# Start of Records to use
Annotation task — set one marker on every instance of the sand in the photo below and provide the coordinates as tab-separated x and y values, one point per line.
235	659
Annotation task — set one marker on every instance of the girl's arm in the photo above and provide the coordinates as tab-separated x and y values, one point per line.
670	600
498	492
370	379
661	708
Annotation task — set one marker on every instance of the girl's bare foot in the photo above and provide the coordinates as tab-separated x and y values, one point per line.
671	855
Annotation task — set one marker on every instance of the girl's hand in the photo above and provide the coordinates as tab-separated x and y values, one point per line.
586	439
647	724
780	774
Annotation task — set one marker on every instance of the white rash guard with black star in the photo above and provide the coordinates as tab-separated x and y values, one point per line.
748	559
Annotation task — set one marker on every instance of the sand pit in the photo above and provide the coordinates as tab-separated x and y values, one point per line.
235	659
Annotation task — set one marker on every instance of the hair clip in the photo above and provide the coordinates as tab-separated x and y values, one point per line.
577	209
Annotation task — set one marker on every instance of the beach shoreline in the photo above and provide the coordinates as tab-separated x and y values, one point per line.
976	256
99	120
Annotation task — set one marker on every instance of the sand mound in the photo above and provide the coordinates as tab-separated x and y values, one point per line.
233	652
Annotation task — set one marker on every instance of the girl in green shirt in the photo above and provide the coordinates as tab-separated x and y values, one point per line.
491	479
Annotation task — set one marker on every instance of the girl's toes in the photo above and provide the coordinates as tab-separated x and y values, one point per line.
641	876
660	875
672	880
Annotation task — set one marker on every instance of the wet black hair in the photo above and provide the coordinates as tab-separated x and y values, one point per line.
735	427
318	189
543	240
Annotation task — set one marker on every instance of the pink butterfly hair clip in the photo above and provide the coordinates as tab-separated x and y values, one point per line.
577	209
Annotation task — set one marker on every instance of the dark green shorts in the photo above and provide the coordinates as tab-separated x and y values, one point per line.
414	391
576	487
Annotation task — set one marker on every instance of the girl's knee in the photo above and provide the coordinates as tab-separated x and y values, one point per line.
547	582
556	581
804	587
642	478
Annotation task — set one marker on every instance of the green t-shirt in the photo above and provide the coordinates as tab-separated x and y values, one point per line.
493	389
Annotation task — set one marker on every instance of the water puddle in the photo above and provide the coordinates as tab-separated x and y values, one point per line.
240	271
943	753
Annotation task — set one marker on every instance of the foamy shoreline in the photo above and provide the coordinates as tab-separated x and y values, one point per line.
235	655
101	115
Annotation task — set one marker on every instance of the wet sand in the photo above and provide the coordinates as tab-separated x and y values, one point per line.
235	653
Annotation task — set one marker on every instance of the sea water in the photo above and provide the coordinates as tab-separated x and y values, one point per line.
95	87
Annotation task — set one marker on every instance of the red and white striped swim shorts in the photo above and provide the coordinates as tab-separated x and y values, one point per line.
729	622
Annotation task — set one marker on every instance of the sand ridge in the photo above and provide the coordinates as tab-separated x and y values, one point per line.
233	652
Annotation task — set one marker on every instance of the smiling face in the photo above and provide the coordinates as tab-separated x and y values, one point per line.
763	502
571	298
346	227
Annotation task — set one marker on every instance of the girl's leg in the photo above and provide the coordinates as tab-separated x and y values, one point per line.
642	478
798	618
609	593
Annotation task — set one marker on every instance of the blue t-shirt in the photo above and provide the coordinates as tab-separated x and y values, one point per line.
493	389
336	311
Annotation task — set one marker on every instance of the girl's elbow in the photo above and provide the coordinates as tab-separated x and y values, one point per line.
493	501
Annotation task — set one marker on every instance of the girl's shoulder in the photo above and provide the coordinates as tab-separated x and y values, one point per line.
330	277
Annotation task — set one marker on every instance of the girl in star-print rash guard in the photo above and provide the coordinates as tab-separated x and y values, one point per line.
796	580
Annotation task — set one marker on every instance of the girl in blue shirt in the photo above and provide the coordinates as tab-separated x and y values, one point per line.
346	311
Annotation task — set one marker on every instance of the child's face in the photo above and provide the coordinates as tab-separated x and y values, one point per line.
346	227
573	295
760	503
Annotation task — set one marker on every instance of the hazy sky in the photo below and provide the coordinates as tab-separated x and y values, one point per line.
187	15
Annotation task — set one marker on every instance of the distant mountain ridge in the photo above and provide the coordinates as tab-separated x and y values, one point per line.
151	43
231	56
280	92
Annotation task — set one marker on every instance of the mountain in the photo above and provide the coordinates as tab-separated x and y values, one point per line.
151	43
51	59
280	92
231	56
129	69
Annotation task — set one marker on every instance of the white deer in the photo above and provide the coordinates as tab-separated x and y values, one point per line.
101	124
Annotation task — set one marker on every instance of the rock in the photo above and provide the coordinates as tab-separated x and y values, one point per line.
# End of Records to use
● Request:
Output the listing above without altering a single character.

● Written solution:
Annotation task — set one marker on every instance of the sand in the photo below and provide the coordinates as tab-separated x and y values, one point per line.
235	659
Annotation task — set one marker on every instance of the girl's arm in the photo above and provide the coordinates as tab-separated x and y values, one point per line.
670	600
498	492
370	379
661	708
Annotation task — set one marker on every instance of the girl's bare foot in the photo above and provide the coordinates as tab-separated x and y values, one point per line.
671	855
Annotation task — set one marker on every instance of the girl's hand in the photo above and provide the coordinates as tab-separated x and y values, one point per line.
586	439
647	724
780	774
Annotation task — set one marker on every instance of the white rash guard with black star in the photo above and provide the coordinates as tab-separated x and y values, one point per line.
748	559
Annotation task — set one marker on every instance of the sand pit in the photo above and provide the coordinates as tab-separated x and y values, one point per line.
235	659
Annotation task — set one marker on every instance of the hair clip in the photo above and provide the coordinates as tab-separated x and y values, one point per line.
577	209
Annotation task — set one marker on every instance of the beach shoreline in the photo above and provide the coordinates as tab-separated x and y values, one point per line.
976	256
99	120
Annotation task — set one marker on every instance of the sand mound in the photo above and provide the coordinates as tab-separated x and y values, one point per line.
233	652
Annotation task — set one marker on every instance of the girl in green shirt in the photo above and provide the coordinates as tab-separated x and y values, one point per line.
491	479
Annotation task — set one marker on every instance of the girl's toes in the photo above and provide the coordinates as tab-separated x and y values, one point per line.
641	876
660	875
672	880
Annotation task — set one marker on every instance of the wet black hair in the photo above and provide the coordinates as tab-separated x and y values, one point per line.
735	427
318	189
543	240
Annotation task — set one marker on every instance of the pink butterfly hair clip in the photo above and provide the coordinates as tab-separated x and y values, one point per line.
577	209
Annotation task — set one marker on every instance of the dark green shorts in the photo above and provide the coordinates as tab-separated x and y values, one point per line.
414	391
576	487
Annotation task — set one marker on every instance of the girl's knee in the photo above and provide the coordinates as tab-separated x and y values, one point per line.
547	582
556	581
804	587
642	478
Annotation task — set one marker on every instance of the green t-shirt in the photo above and provide the coordinates as tab-separated x and y values, one point per line.
493	389
Annotation task — set one marker on every instance of the water puddle in the photo above and provide the coordinates as tab-separated x and y values, one point per line.
240	271
943	753
Annotation task — set one marker on every instance of the foamy shoreline in the photo above and provide the coordinates as tab-separated x and y values, one point per line.
235	655
101	115
Annotation task — set one marker on every instance of the wet sand in the photo above and provide the coordinates as tab-separated x and y values, one point per line.
235	653
Annotation task — set one marker on every instance of the sea water in the photo above and provide the coordinates as tab-separated x and y values, one point per line.
95	87
Annotation task — set one marker on every instance of the red and white striped swim shorts in the photo above and provide the coordinates as tab-separated x and y values, one point per line.
729	622
Annotation task — set one marker on every instance of the sand ridge in the photo above and provide the coordinates as tab-separated x and y values, one point per line.
233	652
Annotation task — set one marker on every instance of the smiling face in the photo above and provide the coordinates as tab-separated x and y values, one point per line.
763	502
571	298
346	227
Annotation task — set one marker on every instance of the girl's leg in the photo above and provide the coordinates as tab-separated x and y values, one point per line.
642	478
798	618
609	593
Annotation task — set one marker on every instance of the blue t-shirt in the photo above and provide the coordinates as tab-separated x and y values, one point per line.
493	389
336	311
Annotation task — set one marker on every instance of the girl's elbow in the photo above and provide the coordinates as tab-separated x and y values, one point per line.
493	501
Annotation task — set one marker on every instance of the girl's shoulder in the photo above and provide the coordinates as tab-separated x and y values, one point per line.
330	277
Annotation task — set one marker on every instance of the girl in star-print rash guard in the photo above and provide the coordinates as tab-separated x and y values, one point per line.
796	580
Annotation task — set one marker on every instance of the girl in blue shirt in the photo above and provide the coordinates as tab-separated x and y values, one point per line.
346	311
Annotation task — set one marker on every instance of the child's face in the photo above and provide the coordinates as tab-separated x and y values, one point per line.
346	227
573	295
760	503
Annotation task — set one marker on every instance of the hazy sky in the photo below and provide the coordinates as tab-separated x and y values, one point per line.
187	15
Annotation task — set one marker on every instance of the distant mountain ridge in the photo above and provide the coordinates as tab-separated x and y values, one point per line.
151	43
231	56
280	92
Annotation task — set one marker on every instance of the mountain in the photo above and provide the coordinates as tab-separated x and y values, one point per line.
151	43
51	59
280	92
231	56
129	69
Annotation task — set one marker on every instance of the white deer in the photo above and provide the coordinates as tab-separated x and y values, one point per line.
101	124
Annotation task — set one marker on every instance of the rock in the photo above and provide the coordinates as tab-separated x and y values, one point per line.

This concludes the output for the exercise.